**Given instruction**: Copy the data below exactly.

**Data in this exercise**:
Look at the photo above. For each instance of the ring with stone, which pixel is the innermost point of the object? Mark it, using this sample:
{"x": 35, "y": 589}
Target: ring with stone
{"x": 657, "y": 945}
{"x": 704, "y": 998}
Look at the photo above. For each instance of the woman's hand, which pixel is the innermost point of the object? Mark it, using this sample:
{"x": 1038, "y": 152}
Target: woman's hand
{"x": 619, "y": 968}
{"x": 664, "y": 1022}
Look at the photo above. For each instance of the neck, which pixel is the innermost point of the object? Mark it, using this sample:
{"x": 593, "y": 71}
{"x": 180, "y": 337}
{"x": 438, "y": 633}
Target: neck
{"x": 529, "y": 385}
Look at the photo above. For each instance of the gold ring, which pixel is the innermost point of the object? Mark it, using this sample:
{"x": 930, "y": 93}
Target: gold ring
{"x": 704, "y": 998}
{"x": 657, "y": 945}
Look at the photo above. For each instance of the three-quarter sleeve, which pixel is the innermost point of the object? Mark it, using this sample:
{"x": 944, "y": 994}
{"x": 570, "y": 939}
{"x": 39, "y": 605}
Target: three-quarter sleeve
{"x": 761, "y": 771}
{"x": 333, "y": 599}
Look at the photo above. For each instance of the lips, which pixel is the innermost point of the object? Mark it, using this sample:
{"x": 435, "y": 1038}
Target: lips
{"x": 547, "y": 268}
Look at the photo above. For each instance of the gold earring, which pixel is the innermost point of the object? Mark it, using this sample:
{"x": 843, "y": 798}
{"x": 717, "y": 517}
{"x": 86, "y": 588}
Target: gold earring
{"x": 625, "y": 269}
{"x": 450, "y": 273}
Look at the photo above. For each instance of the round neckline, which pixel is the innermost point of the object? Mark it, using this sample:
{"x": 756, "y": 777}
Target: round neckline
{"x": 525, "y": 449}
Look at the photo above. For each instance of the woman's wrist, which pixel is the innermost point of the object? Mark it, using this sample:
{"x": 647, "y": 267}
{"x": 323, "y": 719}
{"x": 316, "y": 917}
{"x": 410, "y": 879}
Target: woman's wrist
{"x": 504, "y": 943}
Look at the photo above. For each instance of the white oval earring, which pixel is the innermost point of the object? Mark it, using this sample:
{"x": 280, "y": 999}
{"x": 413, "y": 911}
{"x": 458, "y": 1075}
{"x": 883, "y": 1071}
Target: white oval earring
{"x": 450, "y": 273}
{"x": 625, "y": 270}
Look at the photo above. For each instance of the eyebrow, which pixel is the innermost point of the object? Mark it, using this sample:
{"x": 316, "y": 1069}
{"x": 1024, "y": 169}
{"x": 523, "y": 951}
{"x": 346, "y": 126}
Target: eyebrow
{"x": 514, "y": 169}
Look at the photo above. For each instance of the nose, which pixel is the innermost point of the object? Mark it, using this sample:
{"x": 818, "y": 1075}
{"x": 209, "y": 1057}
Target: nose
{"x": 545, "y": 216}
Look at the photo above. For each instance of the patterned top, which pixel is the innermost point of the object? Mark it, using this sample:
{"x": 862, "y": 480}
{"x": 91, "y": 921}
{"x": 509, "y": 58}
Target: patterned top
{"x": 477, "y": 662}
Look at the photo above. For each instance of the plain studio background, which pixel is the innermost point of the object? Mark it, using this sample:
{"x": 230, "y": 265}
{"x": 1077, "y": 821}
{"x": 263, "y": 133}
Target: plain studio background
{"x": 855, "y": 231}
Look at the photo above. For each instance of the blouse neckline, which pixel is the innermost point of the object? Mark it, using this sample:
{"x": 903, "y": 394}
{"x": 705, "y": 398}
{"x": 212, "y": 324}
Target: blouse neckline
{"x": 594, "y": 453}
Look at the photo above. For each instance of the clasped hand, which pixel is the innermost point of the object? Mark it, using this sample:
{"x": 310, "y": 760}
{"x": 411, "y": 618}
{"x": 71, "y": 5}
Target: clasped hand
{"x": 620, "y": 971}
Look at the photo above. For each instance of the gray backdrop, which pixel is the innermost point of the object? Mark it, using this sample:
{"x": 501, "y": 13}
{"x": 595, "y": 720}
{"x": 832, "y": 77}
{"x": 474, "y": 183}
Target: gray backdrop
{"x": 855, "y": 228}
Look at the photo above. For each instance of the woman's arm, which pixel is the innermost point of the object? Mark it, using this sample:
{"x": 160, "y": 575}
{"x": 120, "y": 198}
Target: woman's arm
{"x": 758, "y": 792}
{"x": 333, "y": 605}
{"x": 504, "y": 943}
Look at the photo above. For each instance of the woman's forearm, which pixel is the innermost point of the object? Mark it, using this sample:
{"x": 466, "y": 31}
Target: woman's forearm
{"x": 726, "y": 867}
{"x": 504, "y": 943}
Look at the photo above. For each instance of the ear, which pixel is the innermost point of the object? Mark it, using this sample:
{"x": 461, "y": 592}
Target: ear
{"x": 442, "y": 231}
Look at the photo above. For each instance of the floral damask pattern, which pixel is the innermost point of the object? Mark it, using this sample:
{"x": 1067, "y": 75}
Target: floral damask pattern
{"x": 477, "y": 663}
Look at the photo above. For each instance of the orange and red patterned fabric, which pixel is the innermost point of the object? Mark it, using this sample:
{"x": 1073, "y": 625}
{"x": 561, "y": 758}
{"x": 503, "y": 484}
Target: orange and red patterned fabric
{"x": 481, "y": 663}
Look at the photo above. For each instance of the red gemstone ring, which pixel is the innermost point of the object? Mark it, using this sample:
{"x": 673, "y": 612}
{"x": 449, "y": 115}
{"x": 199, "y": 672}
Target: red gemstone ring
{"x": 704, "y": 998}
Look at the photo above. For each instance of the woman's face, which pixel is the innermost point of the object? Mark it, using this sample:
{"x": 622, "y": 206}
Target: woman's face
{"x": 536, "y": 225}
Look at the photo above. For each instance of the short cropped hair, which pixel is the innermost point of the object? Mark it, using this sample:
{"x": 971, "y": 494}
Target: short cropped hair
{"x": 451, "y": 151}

**Worked answer**:
Look at the photo above. For each instance of the ring with stone, which pixel is the innermost point of the object? Mark it, using this sample:
{"x": 35, "y": 589}
Target: ring with stone
{"x": 657, "y": 945}
{"x": 704, "y": 998}
Look at the photo above. For each instance of the woman's hand, which pixel is the innermost point of the object? Mark it, using this sample:
{"x": 1038, "y": 152}
Target: woman's hand
{"x": 619, "y": 968}
{"x": 664, "y": 1022}
Look at the photo above. For each instance of the neck, which pixel is the innermost point of the object? Mark it, using this sample:
{"x": 593, "y": 71}
{"x": 180, "y": 337}
{"x": 438, "y": 633}
Target: neck
{"x": 529, "y": 385}
Look at the photo above. For each instance of the gold ring, which pixel is the innermost point of the object? Mark it, using this sample:
{"x": 930, "y": 93}
Target: gold ring
{"x": 704, "y": 998}
{"x": 657, "y": 945}
Look at the photo above. For each instance of the three-quarter sleeve, which pixel is the innermost point of the object? Mark it, using this sample:
{"x": 944, "y": 994}
{"x": 570, "y": 939}
{"x": 39, "y": 605}
Target: three-quarter sleeve
{"x": 761, "y": 771}
{"x": 333, "y": 599}
Look at the photo above. For each instance of the lips, which pixel is the innermost point of the object? Mark it, using this sample:
{"x": 435, "y": 1038}
Target: lips
{"x": 547, "y": 268}
Look at the photo above. For each instance of the gold earring, which pixel is the innermost point of the object? Mark it, using this sample:
{"x": 843, "y": 798}
{"x": 717, "y": 517}
{"x": 86, "y": 588}
Target: gold earring
{"x": 625, "y": 269}
{"x": 450, "y": 273}
Look at the photo above. For each instance of the round neckline, which pixel is the innermost point of the object? Mark it, using this sample:
{"x": 756, "y": 777}
Target: round neckline
{"x": 525, "y": 449}
Look at the photo above. For each instance of the woman's wrist, which pixel is the innermost point of the object? Mark it, using this sample:
{"x": 647, "y": 267}
{"x": 323, "y": 719}
{"x": 316, "y": 917}
{"x": 410, "y": 879}
Target: woman's wrist
{"x": 504, "y": 943}
Look at the photo above. For each instance of the white oval earring, which pixel is the innermost point of the object? Mark it, using this sample:
{"x": 280, "y": 999}
{"x": 413, "y": 911}
{"x": 458, "y": 1075}
{"x": 883, "y": 1071}
Target: white oval earring
{"x": 450, "y": 273}
{"x": 625, "y": 270}
Look at the photo above. For each instance of the eyebrow, which pixel is the innermost point of the object? Mark it, using this sample:
{"x": 316, "y": 1069}
{"x": 1024, "y": 169}
{"x": 523, "y": 951}
{"x": 346, "y": 126}
Target: eyebrow
{"x": 514, "y": 169}
Look at the photo above. For each instance of the nose, which pixel is the innermost point of the object? Mark it, using this sample:
{"x": 818, "y": 1075}
{"x": 209, "y": 1057}
Target: nose
{"x": 545, "y": 216}
Look at the photo above. For each instance of the patterned top, which pixel is the innermost point of the object? Mark it, using this sample:
{"x": 862, "y": 480}
{"x": 91, "y": 921}
{"x": 509, "y": 58}
Target: patterned top
{"x": 477, "y": 662}
Look at the photo above. For each instance of the plain studio background, which pixel is the innermost point of the object? Mark it, using this sample:
{"x": 230, "y": 265}
{"x": 1077, "y": 821}
{"x": 263, "y": 133}
Target: plain studio background
{"x": 855, "y": 231}
Look at the photo above. For each instance of the blouse neckline, which pixel is the innermost point of the object? Mark it, using this sample:
{"x": 903, "y": 394}
{"x": 705, "y": 398}
{"x": 212, "y": 324}
Target: blouse neckline
{"x": 594, "y": 453}
Look at the photo above. For each instance of the clasped hand, which pixel is the innermost point of the object? Mark it, using this sample:
{"x": 310, "y": 760}
{"x": 411, "y": 618}
{"x": 71, "y": 5}
Target: clasped hand
{"x": 620, "y": 971}
Look at the photo above. For each instance of the gray backdrop, which pixel is the innermost point of the object? Mark it, using this sample:
{"x": 501, "y": 13}
{"x": 595, "y": 720}
{"x": 832, "y": 77}
{"x": 474, "y": 183}
Target: gray backdrop
{"x": 855, "y": 228}
Look at the photo above. For each instance of the woman's arm, which pixel is the innermost point of the object? Mark it, using this sample:
{"x": 160, "y": 575}
{"x": 120, "y": 198}
Target: woman's arm
{"x": 758, "y": 792}
{"x": 333, "y": 605}
{"x": 504, "y": 943}
Look at the photo above. For each instance of the woman's forearm, which pixel is the innermost point of the object? Mark it, using this sample:
{"x": 466, "y": 31}
Target: woman's forearm
{"x": 726, "y": 867}
{"x": 504, "y": 943}
Look at the photo above. For each instance of the ear, which pixel is the innermost point of the object? Mark it, using this sample:
{"x": 461, "y": 592}
Target: ear
{"x": 442, "y": 231}
Look at the photo above. For each instance of the floral damask pattern, which pixel is the innermost point of the object? Mark it, using this sample:
{"x": 1067, "y": 75}
Target: floral damask pattern
{"x": 477, "y": 663}
Look at the photo above. For each instance of the orange and red patterned fabric, which pixel is the innermost point of the object? Mark it, using this sample:
{"x": 1073, "y": 625}
{"x": 561, "y": 758}
{"x": 503, "y": 484}
Target: orange and red patterned fabric
{"x": 481, "y": 663}
Look at the photo above. For each instance of the red gemstone ring, which pixel is the innermost point of the object? Mark it, using this sample:
{"x": 673, "y": 612}
{"x": 449, "y": 115}
{"x": 199, "y": 672}
Target: red gemstone ring
{"x": 704, "y": 998}
Look at the photo above. For each instance of the woman's face, which pixel is the innermost point of the object? Mark it, using this sample:
{"x": 622, "y": 206}
Target: woman's face
{"x": 536, "y": 225}
Look at the photo above. For each instance of the short cropped hair, which pixel is the innermost point of the object? Mark it, using this sample:
{"x": 971, "y": 494}
Target: short cropped hair
{"x": 451, "y": 151}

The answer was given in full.